Do this> Locate every line in the items below that contains the string "curtain", and copy each of those lines.

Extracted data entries
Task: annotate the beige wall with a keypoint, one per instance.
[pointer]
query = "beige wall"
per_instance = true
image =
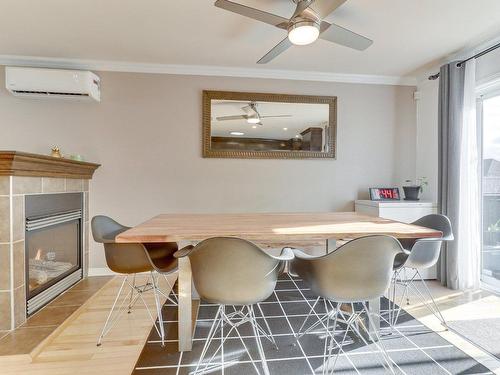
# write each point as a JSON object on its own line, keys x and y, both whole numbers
{"x": 146, "y": 132}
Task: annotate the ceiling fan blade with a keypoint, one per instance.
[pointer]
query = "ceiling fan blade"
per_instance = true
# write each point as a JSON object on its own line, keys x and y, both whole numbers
{"x": 275, "y": 51}
{"x": 226, "y": 118}
{"x": 325, "y": 7}
{"x": 256, "y": 14}
{"x": 337, "y": 34}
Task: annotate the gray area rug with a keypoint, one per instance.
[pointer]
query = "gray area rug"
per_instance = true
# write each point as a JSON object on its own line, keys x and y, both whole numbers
{"x": 484, "y": 333}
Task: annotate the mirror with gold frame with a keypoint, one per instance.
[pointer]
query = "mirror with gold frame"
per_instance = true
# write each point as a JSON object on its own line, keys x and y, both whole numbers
{"x": 268, "y": 126}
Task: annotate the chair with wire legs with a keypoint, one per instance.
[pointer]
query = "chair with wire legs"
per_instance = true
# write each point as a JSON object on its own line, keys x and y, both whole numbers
{"x": 236, "y": 275}
{"x": 345, "y": 280}
{"x": 423, "y": 254}
{"x": 129, "y": 259}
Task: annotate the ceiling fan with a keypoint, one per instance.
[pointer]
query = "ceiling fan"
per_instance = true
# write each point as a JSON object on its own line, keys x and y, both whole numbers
{"x": 252, "y": 115}
{"x": 304, "y": 26}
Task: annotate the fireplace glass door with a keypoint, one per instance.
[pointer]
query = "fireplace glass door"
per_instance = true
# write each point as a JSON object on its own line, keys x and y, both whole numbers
{"x": 53, "y": 253}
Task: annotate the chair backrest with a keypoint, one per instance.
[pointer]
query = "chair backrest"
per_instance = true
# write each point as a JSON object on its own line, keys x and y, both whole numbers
{"x": 360, "y": 270}
{"x": 125, "y": 258}
{"x": 233, "y": 271}
{"x": 425, "y": 252}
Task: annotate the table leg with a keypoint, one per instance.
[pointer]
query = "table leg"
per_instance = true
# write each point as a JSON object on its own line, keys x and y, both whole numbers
{"x": 185, "y": 307}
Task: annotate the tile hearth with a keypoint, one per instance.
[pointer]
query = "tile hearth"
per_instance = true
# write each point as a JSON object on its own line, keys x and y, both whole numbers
{"x": 13, "y": 190}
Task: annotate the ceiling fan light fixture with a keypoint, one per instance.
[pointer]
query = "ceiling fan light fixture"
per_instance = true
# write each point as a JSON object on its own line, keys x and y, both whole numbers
{"x": 303, "y": 33}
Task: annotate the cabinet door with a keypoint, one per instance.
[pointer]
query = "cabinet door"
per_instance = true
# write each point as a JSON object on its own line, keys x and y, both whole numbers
{"x": 405, "y": 214}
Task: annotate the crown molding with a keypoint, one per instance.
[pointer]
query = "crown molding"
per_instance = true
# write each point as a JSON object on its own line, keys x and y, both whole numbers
{"x": 204, "y": 70}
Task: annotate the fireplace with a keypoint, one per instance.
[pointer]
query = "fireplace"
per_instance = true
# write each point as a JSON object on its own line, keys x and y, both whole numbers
{"x": 53, "y": 247}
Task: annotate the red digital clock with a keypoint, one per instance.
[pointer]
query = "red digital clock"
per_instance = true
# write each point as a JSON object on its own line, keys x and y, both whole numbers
{"x": 384, "y": 194}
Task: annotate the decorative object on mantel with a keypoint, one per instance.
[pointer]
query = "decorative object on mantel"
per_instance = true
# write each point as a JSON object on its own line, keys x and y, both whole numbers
{"x": 76, "y": 157}
{"x": 413, "y": 189}
{"x": 16, "y": 163}
{"x": 55, "y": 152}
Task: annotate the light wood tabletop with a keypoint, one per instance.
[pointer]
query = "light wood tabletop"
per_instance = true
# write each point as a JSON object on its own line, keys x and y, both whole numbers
{"x": 275, "y": 227}
{"x": 269, "y": 226}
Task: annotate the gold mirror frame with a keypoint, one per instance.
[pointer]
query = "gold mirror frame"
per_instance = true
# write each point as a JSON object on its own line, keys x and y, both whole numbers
{"x": 208, "y": 96}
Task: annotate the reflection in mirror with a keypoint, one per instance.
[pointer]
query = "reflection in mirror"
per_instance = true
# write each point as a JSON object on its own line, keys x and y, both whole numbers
{"x": 268, "y": 125}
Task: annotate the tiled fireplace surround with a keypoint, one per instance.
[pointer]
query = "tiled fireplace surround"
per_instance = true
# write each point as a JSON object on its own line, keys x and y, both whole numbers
{"x": 13, "y": 190}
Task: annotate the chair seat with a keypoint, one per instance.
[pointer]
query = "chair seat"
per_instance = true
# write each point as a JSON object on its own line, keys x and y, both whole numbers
{"x": 162, "y": 256}
{"x": 400, "y": 259}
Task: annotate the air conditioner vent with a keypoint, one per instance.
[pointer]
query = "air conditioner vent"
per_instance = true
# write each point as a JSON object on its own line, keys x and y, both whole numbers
{"x": 49, "y": 93}
{"x": 52, "y": 83}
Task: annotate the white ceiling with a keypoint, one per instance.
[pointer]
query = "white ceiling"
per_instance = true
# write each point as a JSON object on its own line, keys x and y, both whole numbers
{"x": 407, "y": 34}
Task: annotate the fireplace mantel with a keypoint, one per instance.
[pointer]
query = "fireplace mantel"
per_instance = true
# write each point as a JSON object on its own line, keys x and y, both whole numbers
{"x": 16, "y": 163}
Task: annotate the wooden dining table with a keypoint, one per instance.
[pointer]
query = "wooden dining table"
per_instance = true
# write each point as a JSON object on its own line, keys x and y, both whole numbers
{"x": 278, "y": 228}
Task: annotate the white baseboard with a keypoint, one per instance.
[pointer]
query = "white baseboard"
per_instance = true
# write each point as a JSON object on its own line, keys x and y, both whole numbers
{"x": 100, "y": 271}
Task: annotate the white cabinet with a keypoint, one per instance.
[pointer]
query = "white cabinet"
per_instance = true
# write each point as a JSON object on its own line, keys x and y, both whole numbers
{"x": 404, "y": 211}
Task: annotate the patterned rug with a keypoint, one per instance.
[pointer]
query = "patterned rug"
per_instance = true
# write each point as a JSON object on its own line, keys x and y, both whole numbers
{"x": 413, "y": 348}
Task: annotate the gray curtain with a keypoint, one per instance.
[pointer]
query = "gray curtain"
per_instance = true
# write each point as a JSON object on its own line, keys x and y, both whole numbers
{"x": 451, "y": 102}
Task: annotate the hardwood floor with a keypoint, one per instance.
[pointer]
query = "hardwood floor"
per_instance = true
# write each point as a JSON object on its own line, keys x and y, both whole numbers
{"x": 74, "y": 350}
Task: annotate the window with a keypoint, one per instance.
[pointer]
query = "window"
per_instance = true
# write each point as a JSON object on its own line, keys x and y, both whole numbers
{"x": 490, "y": 127}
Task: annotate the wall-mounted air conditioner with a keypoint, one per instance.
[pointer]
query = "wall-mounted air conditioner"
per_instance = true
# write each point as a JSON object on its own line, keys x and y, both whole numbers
{"x": 52, "y": 83}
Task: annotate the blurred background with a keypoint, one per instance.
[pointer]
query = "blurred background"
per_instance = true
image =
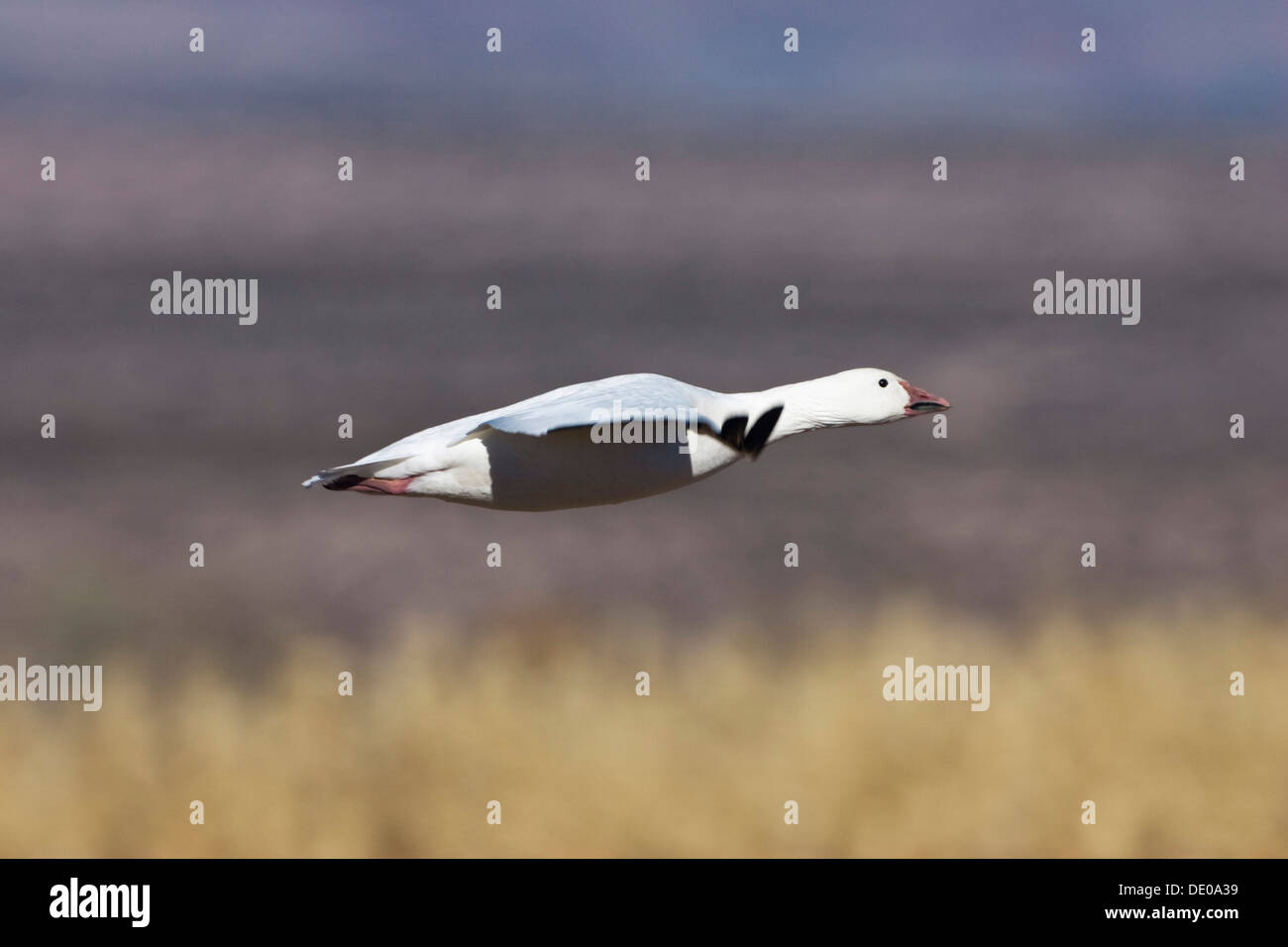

Output for this task>
Task: annotate the gray curtain with a keypoint, one per instance.
query = "gray curtain"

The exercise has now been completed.